Start of GIVEN RECORDS

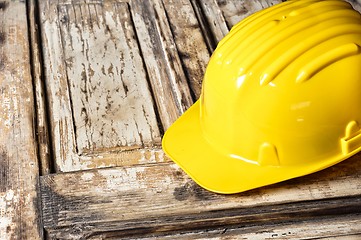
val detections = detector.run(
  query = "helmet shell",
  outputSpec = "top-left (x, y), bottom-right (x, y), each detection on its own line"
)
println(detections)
top-left (162, 0), bottom-right (361, 193)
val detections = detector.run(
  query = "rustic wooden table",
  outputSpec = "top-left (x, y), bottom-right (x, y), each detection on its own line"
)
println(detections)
top-left (1, 0), bottom-right (361, 239)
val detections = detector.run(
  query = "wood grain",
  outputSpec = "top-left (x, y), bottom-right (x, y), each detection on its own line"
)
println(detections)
top-left (28, 0), bottom-right (52, 175)
top-left (40, 0), bottom-right (80, 172)
top-left (190, 0), bottom-right (229, 51)
top-left (130, 0), bottom-right (194, 129)
top-left (132, 214), bottom-right (361, 239)
top-left (162, 0), bottom-right (210, 98)
top-left (0, 1), bottom-right (42, 239)
top-left (41, 152), bottom-right (361, 239)
top-left (39, 0), bottom-right (202, 171)
top-left (39, 0), bottom-right (171, 171)
top-left (57, 2), bottom-right (161, 153)
top-left (217, 0), bottom-right (282, 28)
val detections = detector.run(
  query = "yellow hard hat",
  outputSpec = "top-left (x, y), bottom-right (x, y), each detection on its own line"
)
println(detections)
top-left (162, 0), bottom-right (361, 194)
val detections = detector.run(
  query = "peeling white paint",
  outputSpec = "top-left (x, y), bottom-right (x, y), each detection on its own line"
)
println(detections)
top-left (0, 85), bottom-right (18, 129)
top-left (81, 172), bottom-right (95, 181)
top-left (57, 4), bottom-right (160, 154)
top-left (98, 167), bottom-right (147, 192)
top-left (42, 20), bottom-right (81, 173)
top-left (0, 190), bottom-right (19, 240)
top-left (138, 148), bottom-right (167, 164)
top-left (5, 190), bottom-right (14, 201)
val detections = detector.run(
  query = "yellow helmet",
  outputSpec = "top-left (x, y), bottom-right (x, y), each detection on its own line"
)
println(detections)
top-left (162, 0), bottom-right (361, 194)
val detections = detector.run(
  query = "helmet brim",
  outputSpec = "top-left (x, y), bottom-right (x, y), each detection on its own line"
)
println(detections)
top-left (162, 100), bottom-right (353, 194)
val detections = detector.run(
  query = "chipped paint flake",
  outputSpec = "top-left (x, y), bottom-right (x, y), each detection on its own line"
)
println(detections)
top-left (0, 190), bottom-right (19, 240)
top-left (81, 172), bottom-right (95, 181)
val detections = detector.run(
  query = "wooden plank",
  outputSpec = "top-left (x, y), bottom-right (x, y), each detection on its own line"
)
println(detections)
top-left (130, 0), bottom-right (194, 129)
top-left (216, 0), bottom-right (282, 28)
top-left (39, 0), bottom-right (80, 171)
top-left (57, 2), bottom-right (161, 153)
top-left (191, 0), bottom-right (229, 51)
top-left (0, 1), bottom-right (43, 239)
top-left (162, 0), bottom-right (210, 98)
top-left (41, 152), bottom-right (361, 239)
top-left (133, 214), bottom-right (361, 239)
top-left (28, 0), bottom-right (52, 175)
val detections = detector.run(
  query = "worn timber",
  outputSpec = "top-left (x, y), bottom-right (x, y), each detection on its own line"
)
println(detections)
top-left (41, 152), bottom-right (361, 238)
top-left (0, 1), bottom-right (43, 239)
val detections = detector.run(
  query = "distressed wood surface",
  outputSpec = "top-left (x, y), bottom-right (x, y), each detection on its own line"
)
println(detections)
top-left (57, 2), bottom-right (161, 153)
top-left (28, 0), bottom-right (52, 175)
top-left (190, 0), bottom-right (229, 51)
top-left (40, 0), bottom-right (80, 172)
top-left (134, 214), bottom-right (361, 240)
top-left (39, 0), bottom-right (202, 171)
top-left (41, 152), bottom-right (361, 239)
top-left (0, 1), bottom-right (42, 239)
top-left (130, 0), bottom-right (195, 130)
top-left (40, 0), bottom-right (167, 171)
top-left (162, 0), bottom-right (210, 98)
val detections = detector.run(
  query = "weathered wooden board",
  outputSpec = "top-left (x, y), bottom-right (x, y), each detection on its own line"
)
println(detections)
top-left (190, 0), bottom-right (229, 51)
top-left (40, 0), bottom-right (168, 171)
top-left (40, 0), bottom-right (80, 172)
top-left (58, 2), bottom-right (161, 153)
top-left (216, 0), bottom-right (283, 28)
top-left (41, 152), bottom-right (361, 239)
top-left (162, 0), bottom-right (210, 98)
top-left (130, 0), bottom-right (195, 130)
top-left (44, 1), bottom-right (158, 160)
top-left (135, 214), bottom-right (361, 239)
top-left (28, 0), bottom-right (52, 175)
top-left (0, 1), bottom-right (42, 239)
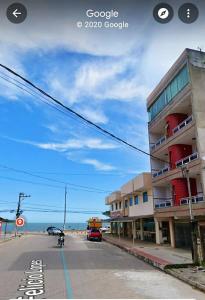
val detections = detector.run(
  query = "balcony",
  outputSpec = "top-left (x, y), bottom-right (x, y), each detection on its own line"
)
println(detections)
top-left (151, 135), bottom-right (166, 151)
top-left (155, 198), bottom-right (173, 208)
top-left (175, 152), bottom-right (198, 168)
top-left (152, 166), bottom-right (170, 178)
top-left (180, 194), bottom-right (205, 205)
top-left (150, 115), bottom-right (193, 152)
top-left (172, 115), bottom-right (193, 135)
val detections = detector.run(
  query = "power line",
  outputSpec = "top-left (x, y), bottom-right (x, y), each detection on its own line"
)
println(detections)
top-left (0, 64), bottom-right (167, 163)
top-left (0, 164), bottom-right (112, 193)
top-left (0, 174), bottom-right (109, 193)
top-left (0, 72), bottom-right (119, 144)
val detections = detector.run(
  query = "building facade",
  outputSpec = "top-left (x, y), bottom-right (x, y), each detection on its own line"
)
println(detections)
top-left (147, 49), bottom-right (205, 261)
top-left (105, 173), bottom-right (155, 242)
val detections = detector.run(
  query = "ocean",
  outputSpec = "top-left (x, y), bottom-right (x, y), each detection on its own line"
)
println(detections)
top-left (0, 222), bottom-right (87, 233)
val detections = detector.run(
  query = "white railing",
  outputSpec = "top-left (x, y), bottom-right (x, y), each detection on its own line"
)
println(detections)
top-left (175, 152), bottom-right (198, 168)
top-left (151, 135), bottom-right (166, 151)
top-left (152, 166), bottom-right (170, 178)
top-left (172, 115), bottom-right (193, 134)
top-left (155, 199), bottom-right (173, 208)
top-left (180, 194), bottom-right (205, 205)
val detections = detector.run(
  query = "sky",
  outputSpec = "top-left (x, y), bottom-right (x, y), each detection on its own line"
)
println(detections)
top-left (0, 0), bottom-right (205, 223)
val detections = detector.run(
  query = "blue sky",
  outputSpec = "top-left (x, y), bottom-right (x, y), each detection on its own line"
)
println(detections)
top-left (0, 0), bottom-right (204, 223)
top-left (0, 49), bottom-right (151, 223)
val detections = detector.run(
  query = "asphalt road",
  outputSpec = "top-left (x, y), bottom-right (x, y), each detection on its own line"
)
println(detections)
top-left (0, 233), bottom-right (205, 299)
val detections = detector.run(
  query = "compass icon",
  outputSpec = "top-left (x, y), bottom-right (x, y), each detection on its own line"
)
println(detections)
top-left (158, 8), bottom-right (169, 19)
top-left (153, 3), bottom-right (174, 23)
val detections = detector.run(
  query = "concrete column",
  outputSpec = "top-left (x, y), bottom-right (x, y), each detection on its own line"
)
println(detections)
top-left (110, 222), bottom-right (113, 234)
top-left (140, 219), bottom-right (144, 241)
top-left (169, 218), bottom-right (176, 248)
top-left (132, 221), bottom-right (136, 245)
top-left (154, 218), bottom-right (163, 244)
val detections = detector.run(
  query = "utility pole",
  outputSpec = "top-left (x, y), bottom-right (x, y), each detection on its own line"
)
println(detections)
top-left (181, 165), bottom-right (199, 264)
top-left (15, 192), bottom-right (31, 237)
top-left (63, 186), bottom-right (67, 231)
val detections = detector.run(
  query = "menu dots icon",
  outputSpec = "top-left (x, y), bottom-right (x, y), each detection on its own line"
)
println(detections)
top-left (178, 3), bottom-right (199, 24)
top-left (187, 9), bottom-right (190, 19)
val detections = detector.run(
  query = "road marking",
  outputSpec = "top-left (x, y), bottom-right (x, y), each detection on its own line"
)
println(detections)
top-left (60, 248), bottom-right (73, 299)
top-left (16, 259), bottom-right (46, 299)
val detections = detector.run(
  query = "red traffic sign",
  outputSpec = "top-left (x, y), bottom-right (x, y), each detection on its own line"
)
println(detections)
top-left (16, 217), bottom-right (25, 227)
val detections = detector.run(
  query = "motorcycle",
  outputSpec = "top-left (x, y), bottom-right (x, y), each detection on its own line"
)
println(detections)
top-left (58, 236), bottom-right (64, 248)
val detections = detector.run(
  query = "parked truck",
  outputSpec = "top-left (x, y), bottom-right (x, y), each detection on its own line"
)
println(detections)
top-left (87, 217), bottom-right (102, 242)
top-left (87, 217), bottom-right (102, 229)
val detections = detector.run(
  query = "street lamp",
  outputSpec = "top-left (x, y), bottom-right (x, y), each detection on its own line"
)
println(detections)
top-left (181, 165), bottom-right (199, 264)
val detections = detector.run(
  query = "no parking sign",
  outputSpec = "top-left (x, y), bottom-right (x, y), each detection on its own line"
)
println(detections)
top-left (16, 217), bottom-right (25, 227)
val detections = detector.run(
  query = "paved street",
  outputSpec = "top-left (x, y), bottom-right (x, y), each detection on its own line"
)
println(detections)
top-left (0, 234), bottom-right (205, 299)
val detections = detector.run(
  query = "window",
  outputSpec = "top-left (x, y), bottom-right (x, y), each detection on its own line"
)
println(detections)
top-left (148, 65), bottom-right (189, 121)
top-left (119, 201), bottom-right (122, 209)
top-left (125, 200), bottom-right (128, 208)
top-left (134, 195), bottom-right (139, 205)
top-left (129, 197), bottom-right (133, 206)
top-left (115, 203), bottom-right (118, 210)
top-left (143, 192), bottom-right (148, 203)
top-left (111, 204), bottom-right (114, 211)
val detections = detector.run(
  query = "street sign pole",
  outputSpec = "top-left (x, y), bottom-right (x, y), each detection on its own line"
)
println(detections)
top-left (63, 186), bottom-right (67, 231)
top-left (15, 193), bottom-right (30, 237)
top-left (0, 221), bottom-right (2, 239)
top-left (181, 165), bottom-right (199, 264)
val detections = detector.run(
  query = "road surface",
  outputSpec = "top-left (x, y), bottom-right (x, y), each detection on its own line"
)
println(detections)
top-left (0, 233), bottom-right (204, 299)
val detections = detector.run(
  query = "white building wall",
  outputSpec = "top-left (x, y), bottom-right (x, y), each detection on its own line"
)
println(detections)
top-left (129, 188), bottom-right (154, 217)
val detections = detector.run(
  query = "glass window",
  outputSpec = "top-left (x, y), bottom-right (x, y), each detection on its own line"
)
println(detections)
top-left (148, 65), bottom-right (189, 121)
top-left (119, 201), bottom-right (121, 209)
top-left (165, 84), bottom-right (172, 103)
top-left (111, 204), bottom-right (113, 211)
top-left (115, 203), bottom-right (118, 210)
top-left (143, 192), bottom-right (148, 203)
top-left (170, 77), bottom-right (178, 98)
top-left (129, 197), bottom-right (133, 206)
top-left (134, 195), bottom-right (139, 205)
top-left (125, 200), bottom-right (128, 208)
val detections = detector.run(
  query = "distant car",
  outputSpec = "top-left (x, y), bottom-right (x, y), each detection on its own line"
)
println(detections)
top-left (47, 227), bottom-right (62, 235)
top-left (87, 228), bottom-right (102, 241)
top-left (100, 226), bottom-right (110, 233)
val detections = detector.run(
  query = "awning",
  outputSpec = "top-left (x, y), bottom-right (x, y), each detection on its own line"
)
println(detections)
top-left (110, 215), bottom-right (154, 222)
top-left (0, 217), bottom-right (15, 223)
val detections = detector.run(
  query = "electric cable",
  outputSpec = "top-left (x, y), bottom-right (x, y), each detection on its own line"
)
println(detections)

End of GIVEN RECORDS

• **EXERCISE OBJECTIVE**
Go through the data and count every line where the word "wooden" appears. Give only that count.

• **SOLUTION FOR THIS TASK**
3